--- Data shown ---
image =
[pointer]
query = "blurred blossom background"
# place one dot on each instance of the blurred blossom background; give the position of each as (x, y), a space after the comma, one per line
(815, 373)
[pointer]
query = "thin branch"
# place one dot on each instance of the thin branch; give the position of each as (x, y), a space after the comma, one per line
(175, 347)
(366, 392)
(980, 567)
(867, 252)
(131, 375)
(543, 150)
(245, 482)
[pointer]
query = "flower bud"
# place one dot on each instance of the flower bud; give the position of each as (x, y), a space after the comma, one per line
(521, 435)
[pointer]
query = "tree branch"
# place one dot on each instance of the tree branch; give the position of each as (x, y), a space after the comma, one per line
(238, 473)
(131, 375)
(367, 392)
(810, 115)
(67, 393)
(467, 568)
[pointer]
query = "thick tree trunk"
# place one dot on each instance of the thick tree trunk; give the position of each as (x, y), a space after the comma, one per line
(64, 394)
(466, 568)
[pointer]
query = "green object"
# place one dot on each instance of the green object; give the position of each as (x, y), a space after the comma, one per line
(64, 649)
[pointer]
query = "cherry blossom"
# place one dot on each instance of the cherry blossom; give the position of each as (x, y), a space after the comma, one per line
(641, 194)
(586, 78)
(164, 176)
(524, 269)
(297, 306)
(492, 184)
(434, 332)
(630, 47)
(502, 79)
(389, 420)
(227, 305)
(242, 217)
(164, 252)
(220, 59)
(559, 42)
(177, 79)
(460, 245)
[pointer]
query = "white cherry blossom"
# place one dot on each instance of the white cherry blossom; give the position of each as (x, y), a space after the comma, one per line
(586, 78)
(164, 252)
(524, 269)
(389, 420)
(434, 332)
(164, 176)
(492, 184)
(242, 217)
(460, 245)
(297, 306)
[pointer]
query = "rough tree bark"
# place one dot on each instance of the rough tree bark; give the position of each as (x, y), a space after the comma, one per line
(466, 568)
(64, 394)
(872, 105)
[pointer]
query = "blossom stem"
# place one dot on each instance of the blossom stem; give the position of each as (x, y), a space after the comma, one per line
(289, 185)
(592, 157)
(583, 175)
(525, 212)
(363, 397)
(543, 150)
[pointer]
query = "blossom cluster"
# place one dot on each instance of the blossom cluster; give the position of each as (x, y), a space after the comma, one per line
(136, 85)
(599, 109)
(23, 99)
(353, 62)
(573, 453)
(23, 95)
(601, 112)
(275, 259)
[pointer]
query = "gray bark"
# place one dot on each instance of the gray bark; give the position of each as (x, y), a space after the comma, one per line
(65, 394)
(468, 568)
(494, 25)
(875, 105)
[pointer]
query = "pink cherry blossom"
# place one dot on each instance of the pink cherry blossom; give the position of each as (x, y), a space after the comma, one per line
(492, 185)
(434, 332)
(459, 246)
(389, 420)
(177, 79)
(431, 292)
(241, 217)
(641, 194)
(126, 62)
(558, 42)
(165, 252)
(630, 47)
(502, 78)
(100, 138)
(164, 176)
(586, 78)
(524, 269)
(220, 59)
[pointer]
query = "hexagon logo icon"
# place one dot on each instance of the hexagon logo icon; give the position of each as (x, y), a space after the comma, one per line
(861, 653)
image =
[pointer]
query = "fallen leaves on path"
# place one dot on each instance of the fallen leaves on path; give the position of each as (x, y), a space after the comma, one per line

--- Work to be completed ---
Write out the complete set of records exactly as given.

--- Full output ---
image =
[pointer]
query = "blurred blossom background"
# place one dot on each instance of the blurred blossom background; give the position of each as (x, y), a space after the comma, one per line
(815, 373)
[pointer]
query = "thin branch"
# place one dot on each instance of the thin branch; give the position of each as (x, y), a space after the comma, one per line
(175, 347)
(366, 392)
(980, 567)
(867, 252)
(131, 375)
(543, 150)
(245, 482)
[pointer]
query = "flower bud"
# place one dot on each instance of the flower bud; give the position of each as (x, y), a space after the comma, one per line
(521, 435)
[pointer]
query = "tree branch"
# place one dot on each instance of the tree branch; give the position of each as (x, y), a space after the comma, one per line
(238, 473)
(131, 375)
(367, 392)
(810, 115)
(67, 393)
(467, 568)
[pointer]
query = "thick tree trunk"
# place one dot on each instance of the thick tree trunk; give the position of each as (x, y), a space after the comma, one per line
(64, 394)
(466, 568)
[pointer]
query = "green object"
# place one dot on each instance of the green object; give the position of each as (x, y), a space after the comma, one per line
(64, 649)
[pointer]
query = "cherry blossom"
# place one dot on each instance of the cherry blossom; give the position of each as (x, y), a space after the comma, one per line
(641, 194)
(586, 78)
(164, 176)
(524, 269)
(297, 306)
(492, 184)
(434, 332)
(630, 47)
(502, 79)
(389, 420)
(227, 305)
(242, 217)
(164, 252)
(220, 59)
(559, 42)
(177, 79)
(460, 245)
[pointer]
query = "white cherry blossom"
# place one dot on each instance of the white cherry blossom; give the position of each as (x, y), a space after the comma, one per line
(586, 78)
(164, 252)
(524, 269)
(389, 420)
(434, 332)
(164, 176)
(492, 184)
(242, 217)
(460, 245)
(297, 306)
[pointer]
query = "rough tree bark"
# place one dot on each instance of the rough tree bark; give the position of each as (x, y), a space after the comma, one per line
(466, 568)
(64, 394)
(872, 105)
[pointer]
query = "blossom stem"
# place one dot on each instance of the blossom stem; give the position of each as (x, y), a space after the comma, one per line
(289, 185)
(592, 157)
(583, 175)
(525, 212)
(363, 397)
(543, 150)
[pointer]
query = "blossom cluster"
# place one dot on each instance of the blossom cluster; give the position of each as (x, y), a space after the comma, one per line
(136, 85)
(599, 109)
(23, 99)
(353, 62)
(573, 453)
(23, 95)
(601, 112)
(275, 259)
[pointer]
query = "gray bark"
# place one dot on each instance of the gray bark; give the position of each as (x, y), a space after the comma, one per line
(65, 394)
(468, 568)
(494, 25)
(875, 105)
[pointer]
query = "pink cherry blossom"
# place one dot on each instance of the pink cherry blossom; give the position of each as (x, y), a space after the comma, one per line
(492, 185)
(434, 332)
(459, 246)
(389, 420)
(177, 79)
(431, 292)
(241, 217)
(641, 194)
(126, 62)
(558, 42)
(165, 252)
(630, 47)
(502, 78)
(100, 138)
(164, 176)
(586, 78)
(524, 269)
(220, 59)
[pointer]
query = "hexagon logo icon"
# place one dot on each instance of the hexagon logo icon; give the position of each as (x, y), a space after the comma, one per line
(861, 653)
image =
[pointer]
query = "fallen leaves on path"
# place one dot on each instance of the fallen leaves on path; give the position of each as (x, y), a space after the comma, one per line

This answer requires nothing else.